Things to do:
#1 In the introduction on parallelizing a bee-inspired phylogenetic method, what systems commonly represent shared memory MIMD multiprocessor systems?
#2 Continue the introduction on parallelizing a bee-inspired phylogenetic method from where it stops.

*** Reading text Section Begins ***

On the design of shared memory approaches to parallelize a multiobjective bee-inspired proposal for phylogenetic reconstruction
Introduction
In the last decade, the growing availability of parallel architectures has opened the door to novel programming models where multiple processing units collaborate to address computationally demanding problems. In this sense, several research lines in bioinformatics try to overcome challenging biological problems by taking advantage of shared memory Multiple Instruction Multiple Data (MIMD) multiprocessor systems, commonly represented by symmetric multiprocessors (SMP). A wide variety of biological processes can be modelled as optimization problems which seek to explore a search space Φ with the aim of obtaining an optimal solution x ∈ Φ in accordance with an objective function . As pointed out in [49], the NP-hard complexities shown by such problems (including multiple sequence alignment, DNA fragment assembling, biological sequence analysis, etc. [56]) motivate that the current needs of biological processing cannot be satisfied by using traditional serial approaches. This issue has led to an increasing interest in developing parallel algorithms for computational biology.

*** Reading text Section Ends ***
*** Excerpted data Section Begins ***

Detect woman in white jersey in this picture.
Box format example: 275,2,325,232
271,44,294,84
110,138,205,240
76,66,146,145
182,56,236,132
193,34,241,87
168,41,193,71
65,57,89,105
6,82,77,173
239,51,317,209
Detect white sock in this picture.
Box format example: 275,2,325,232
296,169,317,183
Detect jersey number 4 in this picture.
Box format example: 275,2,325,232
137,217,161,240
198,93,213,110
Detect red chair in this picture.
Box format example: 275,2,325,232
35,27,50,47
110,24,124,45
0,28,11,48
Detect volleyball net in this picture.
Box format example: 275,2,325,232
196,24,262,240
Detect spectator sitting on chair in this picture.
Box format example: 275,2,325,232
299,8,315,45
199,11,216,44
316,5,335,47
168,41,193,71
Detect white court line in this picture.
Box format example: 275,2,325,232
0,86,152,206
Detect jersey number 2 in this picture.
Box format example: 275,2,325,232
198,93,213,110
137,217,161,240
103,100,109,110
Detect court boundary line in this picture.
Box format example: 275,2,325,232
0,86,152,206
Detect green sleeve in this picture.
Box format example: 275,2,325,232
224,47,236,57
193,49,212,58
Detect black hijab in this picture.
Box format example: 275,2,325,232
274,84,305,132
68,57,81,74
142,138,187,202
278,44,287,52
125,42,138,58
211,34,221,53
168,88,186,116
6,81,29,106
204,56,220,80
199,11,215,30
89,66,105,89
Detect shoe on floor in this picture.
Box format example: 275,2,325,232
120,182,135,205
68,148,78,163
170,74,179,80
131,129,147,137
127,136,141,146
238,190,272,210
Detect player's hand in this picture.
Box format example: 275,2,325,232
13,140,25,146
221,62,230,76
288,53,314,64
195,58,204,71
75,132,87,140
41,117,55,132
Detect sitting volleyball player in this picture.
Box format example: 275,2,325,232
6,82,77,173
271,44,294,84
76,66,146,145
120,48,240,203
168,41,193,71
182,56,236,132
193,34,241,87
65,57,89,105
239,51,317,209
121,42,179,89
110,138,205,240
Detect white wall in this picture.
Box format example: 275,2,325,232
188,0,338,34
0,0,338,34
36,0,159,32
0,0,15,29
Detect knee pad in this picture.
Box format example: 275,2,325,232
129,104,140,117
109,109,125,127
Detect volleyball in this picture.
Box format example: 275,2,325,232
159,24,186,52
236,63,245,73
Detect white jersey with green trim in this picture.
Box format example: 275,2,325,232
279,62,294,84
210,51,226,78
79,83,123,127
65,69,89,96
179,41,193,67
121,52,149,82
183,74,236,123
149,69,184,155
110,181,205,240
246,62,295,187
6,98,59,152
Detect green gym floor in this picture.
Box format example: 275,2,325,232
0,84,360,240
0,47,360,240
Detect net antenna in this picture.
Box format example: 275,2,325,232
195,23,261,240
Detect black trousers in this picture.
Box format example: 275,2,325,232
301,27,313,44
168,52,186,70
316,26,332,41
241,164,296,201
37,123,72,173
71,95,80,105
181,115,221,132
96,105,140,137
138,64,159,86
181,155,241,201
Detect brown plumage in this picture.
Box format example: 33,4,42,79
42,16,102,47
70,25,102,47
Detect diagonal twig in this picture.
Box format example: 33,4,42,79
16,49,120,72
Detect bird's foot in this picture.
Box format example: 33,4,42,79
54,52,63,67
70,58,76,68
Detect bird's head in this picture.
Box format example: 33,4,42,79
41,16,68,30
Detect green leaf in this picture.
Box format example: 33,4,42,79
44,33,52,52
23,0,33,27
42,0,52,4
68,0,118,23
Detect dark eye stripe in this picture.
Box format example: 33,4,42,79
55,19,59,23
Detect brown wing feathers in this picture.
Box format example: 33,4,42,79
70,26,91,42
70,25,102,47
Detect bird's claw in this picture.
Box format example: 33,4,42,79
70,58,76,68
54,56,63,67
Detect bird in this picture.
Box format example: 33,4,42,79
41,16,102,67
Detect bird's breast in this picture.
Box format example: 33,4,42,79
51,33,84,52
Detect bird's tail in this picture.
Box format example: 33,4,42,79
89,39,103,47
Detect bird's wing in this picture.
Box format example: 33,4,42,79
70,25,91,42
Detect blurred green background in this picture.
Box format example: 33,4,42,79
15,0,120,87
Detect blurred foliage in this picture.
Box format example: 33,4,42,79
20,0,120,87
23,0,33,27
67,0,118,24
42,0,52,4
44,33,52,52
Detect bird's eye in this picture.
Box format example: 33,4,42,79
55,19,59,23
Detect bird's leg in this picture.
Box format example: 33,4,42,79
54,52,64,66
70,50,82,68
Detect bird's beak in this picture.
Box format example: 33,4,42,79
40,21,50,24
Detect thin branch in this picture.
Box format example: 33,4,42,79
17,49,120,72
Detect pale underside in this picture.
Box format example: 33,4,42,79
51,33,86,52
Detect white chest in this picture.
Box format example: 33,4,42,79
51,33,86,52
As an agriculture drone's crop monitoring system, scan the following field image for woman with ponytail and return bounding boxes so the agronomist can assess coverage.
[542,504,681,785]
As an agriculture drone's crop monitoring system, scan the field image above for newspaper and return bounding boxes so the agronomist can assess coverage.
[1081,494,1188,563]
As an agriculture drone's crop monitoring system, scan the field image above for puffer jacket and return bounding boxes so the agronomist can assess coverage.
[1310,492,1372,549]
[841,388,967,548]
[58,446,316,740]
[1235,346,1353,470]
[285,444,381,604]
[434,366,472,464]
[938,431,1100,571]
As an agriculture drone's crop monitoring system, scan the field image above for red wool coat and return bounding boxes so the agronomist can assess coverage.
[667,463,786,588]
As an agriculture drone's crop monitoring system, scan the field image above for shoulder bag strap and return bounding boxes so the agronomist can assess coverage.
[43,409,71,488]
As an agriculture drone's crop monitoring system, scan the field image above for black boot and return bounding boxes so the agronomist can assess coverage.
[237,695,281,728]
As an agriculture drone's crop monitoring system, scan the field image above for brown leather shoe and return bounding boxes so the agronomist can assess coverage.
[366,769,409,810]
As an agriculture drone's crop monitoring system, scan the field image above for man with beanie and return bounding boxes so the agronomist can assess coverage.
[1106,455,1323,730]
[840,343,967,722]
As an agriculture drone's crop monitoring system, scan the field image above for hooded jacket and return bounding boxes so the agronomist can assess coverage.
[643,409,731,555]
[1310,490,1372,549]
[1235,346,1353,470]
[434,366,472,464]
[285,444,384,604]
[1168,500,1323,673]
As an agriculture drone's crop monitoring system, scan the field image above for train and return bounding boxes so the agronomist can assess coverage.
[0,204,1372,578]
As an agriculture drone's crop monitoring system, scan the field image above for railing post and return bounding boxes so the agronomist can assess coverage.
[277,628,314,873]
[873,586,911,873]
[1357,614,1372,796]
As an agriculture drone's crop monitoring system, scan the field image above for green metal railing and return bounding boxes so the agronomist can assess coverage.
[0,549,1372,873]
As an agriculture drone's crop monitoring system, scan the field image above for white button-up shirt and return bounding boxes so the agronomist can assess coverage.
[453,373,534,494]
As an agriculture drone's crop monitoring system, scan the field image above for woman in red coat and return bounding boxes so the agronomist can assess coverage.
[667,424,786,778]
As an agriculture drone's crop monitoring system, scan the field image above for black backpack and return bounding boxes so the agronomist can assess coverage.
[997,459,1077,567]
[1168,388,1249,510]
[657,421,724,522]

*** Excerpted data Section Ends ***

Results:
#1 Symmetric multiprocessors (SMP).

#2
In order to model the behaviour of real natural systems, biological optimization procedures are often conducted by considering a number of different principles, defined as optimality criteria. This multiobjective nature has motivated the formulation of a wide range of biological problems as Multiobjective Optimization Problems (MOPs) [14]. When addressing MOPs, we aim to find a Pareto set containing solutions which optimize two or more objective functions simultaneously. This idea represents an additional challenge, as the process of finding a good approximation to the Pareto-optimal set implies a high computational cost. Recent advances in parallel architectures represent an opportunity to deal with these problems, giving support to proposals which combine bioinspired computing and parallelism.
The development of parallel metaheuristics follows two main directions [51]. Firstly, the self-contained parallel cooperation approach aims to improve the quality of results by running independent algorithms which cooperate through the interchange of promising solutions. Secondly, the idea of intra-algorithm parallelization focuses on reducing the execution times required to run an algorithm by distributing tasks among processes or threads. In bioinformatics, this second work line represents the most popular approach to make feasible the analysis of growing amounts of biological sequences. By developing parallel metaheuristics, major computational challenges in bioinformatics can be addressed. In this research, we address one of the most outstanding problems in this field, phylogenetic inference [32].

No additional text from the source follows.